But it is a necessary one. Despite the thankless nature of the work -- the sometimes-belligerent clients, the bereft victims, the harsh society -- the system simply wouldn't work if "Gideon's army" wasn't always alert and at the ready, fulfilling its constitutional duty and ensuring that prosecution does not turn into persecution.

Those who do defense work every day can confirm this fact. For they know that, too often, "innocent until proven guilty" is a mere phrase and not a reality. Guilt is assumed, the thinking being that police wouldn't dare charge someone without sufficient evidence. But police and prosecutors -- even the best police and prosecutors -- are human; like us, they develop tunnel vision, operate behind unconscious biases, and sometimes act immorally. To criticize defense attorneys, the chief checks against prosecutorial abuse, is to promote a judicial system of error by stigmatizing a key motivator for better prosecution.

(Natural language region descriptions)
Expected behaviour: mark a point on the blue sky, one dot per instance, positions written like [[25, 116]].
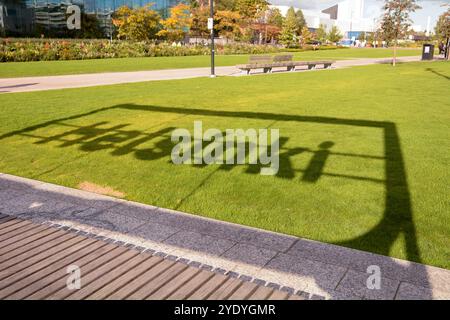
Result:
[[430, 8]]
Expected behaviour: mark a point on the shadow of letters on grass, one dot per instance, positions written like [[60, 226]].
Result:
[[397, 218]]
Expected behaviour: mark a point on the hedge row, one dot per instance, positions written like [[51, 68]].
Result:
[[18, 50], [33, 50]]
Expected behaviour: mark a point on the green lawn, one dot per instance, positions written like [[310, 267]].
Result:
[[43, 68], [364, 151]]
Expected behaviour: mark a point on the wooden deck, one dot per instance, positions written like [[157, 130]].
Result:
[[34, 260]]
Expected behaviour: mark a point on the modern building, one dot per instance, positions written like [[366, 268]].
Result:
[[350, 16], [48, 17]]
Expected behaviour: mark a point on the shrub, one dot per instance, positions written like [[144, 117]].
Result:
[[18, 50]]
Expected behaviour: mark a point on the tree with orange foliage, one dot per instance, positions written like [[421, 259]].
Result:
[[177, 25], [136, 24], [227, 24]]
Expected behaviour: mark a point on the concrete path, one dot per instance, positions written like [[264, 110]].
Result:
[[88, 80], [276, 260]]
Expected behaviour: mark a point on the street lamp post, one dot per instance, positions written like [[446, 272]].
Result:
[[211, 26]]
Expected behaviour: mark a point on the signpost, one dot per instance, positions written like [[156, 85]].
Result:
[[211, 28]]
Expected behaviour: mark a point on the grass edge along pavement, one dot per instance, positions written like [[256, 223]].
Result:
[[48, 68], [411, 223]]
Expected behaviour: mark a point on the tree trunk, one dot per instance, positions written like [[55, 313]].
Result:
[[447, 50], [394, 61]]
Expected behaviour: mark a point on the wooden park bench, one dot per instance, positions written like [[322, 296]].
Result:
[[280, 61]]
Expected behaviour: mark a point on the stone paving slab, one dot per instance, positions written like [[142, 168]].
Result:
[[325, 270], [26, 84]]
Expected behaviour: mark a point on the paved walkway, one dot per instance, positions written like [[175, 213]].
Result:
[[254, 255], [88, 80]]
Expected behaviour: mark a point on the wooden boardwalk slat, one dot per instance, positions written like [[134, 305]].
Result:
[[244, 291], [262, 293], [55, 282], [134, 285], [34, 260], [226, 289], [209, 286], [32, 240], [278, 295], [158, 282], [101, 269], [191, 286], [97, 284], [174, 284], [27, 259], [15, 277], [53, 268], [125, 278]]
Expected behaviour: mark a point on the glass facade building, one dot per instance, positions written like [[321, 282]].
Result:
[[48, 17]]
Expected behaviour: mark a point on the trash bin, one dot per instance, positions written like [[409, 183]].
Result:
[[428, 51]]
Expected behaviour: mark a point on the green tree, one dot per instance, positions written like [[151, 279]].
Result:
[[396, 21], [136, 24], [251, 9], [334, 35], [289, 29], [362, 36], [321, 33]]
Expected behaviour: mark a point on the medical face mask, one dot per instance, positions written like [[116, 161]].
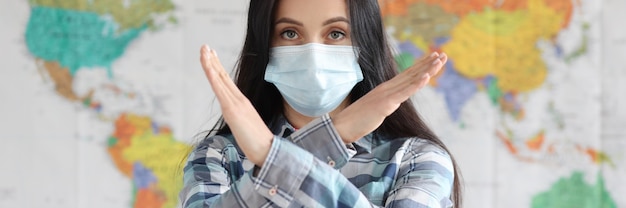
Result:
[[313, 78]]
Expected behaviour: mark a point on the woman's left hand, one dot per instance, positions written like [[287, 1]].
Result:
[[251, 133]]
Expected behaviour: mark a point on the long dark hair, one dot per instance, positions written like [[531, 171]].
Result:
[[375, 59]]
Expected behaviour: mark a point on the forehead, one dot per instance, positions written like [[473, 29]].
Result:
[[311, 10]]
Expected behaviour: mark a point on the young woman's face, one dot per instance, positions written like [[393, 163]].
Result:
[[300, 22]]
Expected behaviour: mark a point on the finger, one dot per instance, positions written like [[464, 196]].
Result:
[[410, 84], [234, 91], [217, 84], [418, 69]]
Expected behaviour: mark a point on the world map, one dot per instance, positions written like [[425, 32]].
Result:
[[69, 36], [494, 49], [111, 97]]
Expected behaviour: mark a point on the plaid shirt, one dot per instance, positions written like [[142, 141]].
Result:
[[312, 167]]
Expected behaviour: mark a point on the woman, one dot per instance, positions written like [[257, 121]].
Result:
[[318, 117]]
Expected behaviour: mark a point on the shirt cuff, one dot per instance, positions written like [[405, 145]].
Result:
[[321, 139], [283, 172]]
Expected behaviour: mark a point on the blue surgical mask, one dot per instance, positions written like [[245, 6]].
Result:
[[313, 78]]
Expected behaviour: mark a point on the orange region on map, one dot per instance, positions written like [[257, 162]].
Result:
[[503, 44], [461, 8], [124, 130], [139, 140], [536, 142], [149, 198]]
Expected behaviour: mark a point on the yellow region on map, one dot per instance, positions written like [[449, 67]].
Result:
[[160, 153], [504, 44]]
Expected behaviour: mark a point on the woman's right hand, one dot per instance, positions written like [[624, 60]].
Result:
[[367, 113]]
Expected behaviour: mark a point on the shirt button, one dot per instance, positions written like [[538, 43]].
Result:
[[273, 191]]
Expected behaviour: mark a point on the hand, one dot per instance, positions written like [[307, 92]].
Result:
[[368, 112], [249, 130]]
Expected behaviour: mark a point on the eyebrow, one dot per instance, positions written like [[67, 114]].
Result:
[[327, 22]]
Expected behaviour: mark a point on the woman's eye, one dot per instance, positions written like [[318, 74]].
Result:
[[336, 35], [289, 35]]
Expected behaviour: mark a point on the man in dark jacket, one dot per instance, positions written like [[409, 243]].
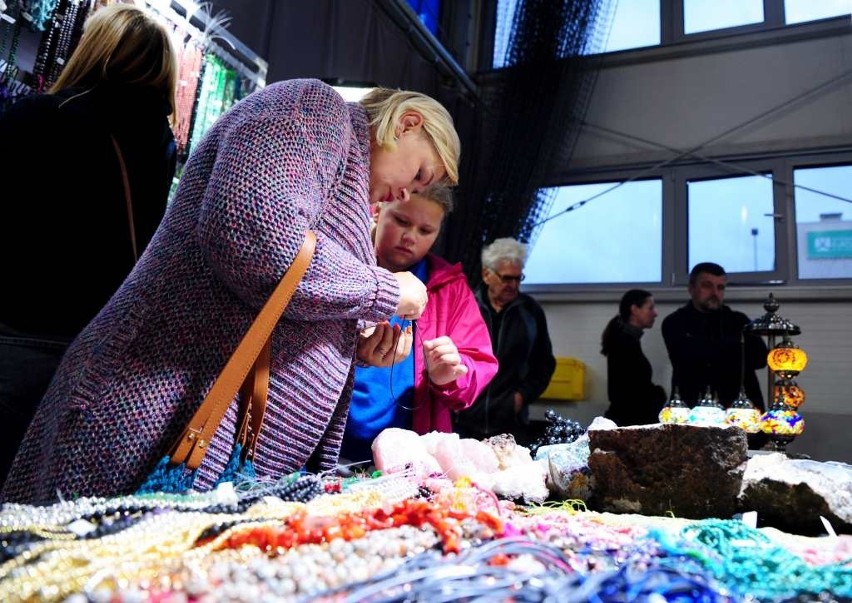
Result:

→ Exercise set:
- a) Decide whether each statement agrees with the passage on defense attorneys. Answer yes or no for each, and quote the passage's deciding words. (i) Police and prosecutors are free of unconscious biases. (ii) Defense attorneys are the chief checks against prosecutorial abuse. (iii) Guilt is often assumed.
- b) In the passage on defense attorneys, what does "Gideon's army" ensure by fulfilling its constitutional duty?
- c) Write the next part of the passage on defense attorneys, starting after its final sentence.

→ Answers by item number:
- a)
(i) No: "like us, they develop tunnel vision, operate behind unconscious biases, and sometimes act immorally"
(ii) Yes: "defense attorneys, the chief checks against prosecutorial abuse"
(iii) Yes: "Guilt is assumed"

- b) That prosecution does not turn into persecution.

- c)
Consider Michael Morton: A day after turning 32, he returned from work to find his wife dead, his home surrounded by law enforcement. Police suppressed key evidence, including a statement from his young son that he saw "a monster" with a "big mustache" bludgeon his mother, and Morton was sentenced to life in prison for the killing. As the former prisoner writes: "It seemed as if the word guilty was still ringing through the courtroom when I felt the cold steel of the cuffs close on my wrists -- a sensation that in the next quarter-century would become as familiar as wearing a wristwatch." Fortunately, DNA evidence exonerated Morton 25 years later -- but not before the real murderer had killed again. The prosecutor's punishment? Ten days in jail.

Morton is certainly not alone; other innocents languish in prison even now, victims of either trials gone wrong or of intense, indecent pressure to take a plea deal. Even discounting jailed innocents, our prisons are chock-full of inmates handed excessive sentences for relatively petty offenses. But despite all these reasons why defense attorneys are needed now more than ever, lawyers who take up the call to defend those charged with serious crimes habitually find themselves stigmatized rather than congratulated -- even when their clients are eventually acquitted.

This bias is why prosecutors -- not defense attorneys -- predominate in Congress, why conservatives sounded the siren when President Obama hired a criminal defense attorney, and (most troublingly) why many intelligent and ambitious minds are deterred from defense work. The related prejudices -- that all those charged are guilty, that despite America's obscenely high prison population our sentences are, somehow, too low -- are both causes and effects of the bias against defense attorneys.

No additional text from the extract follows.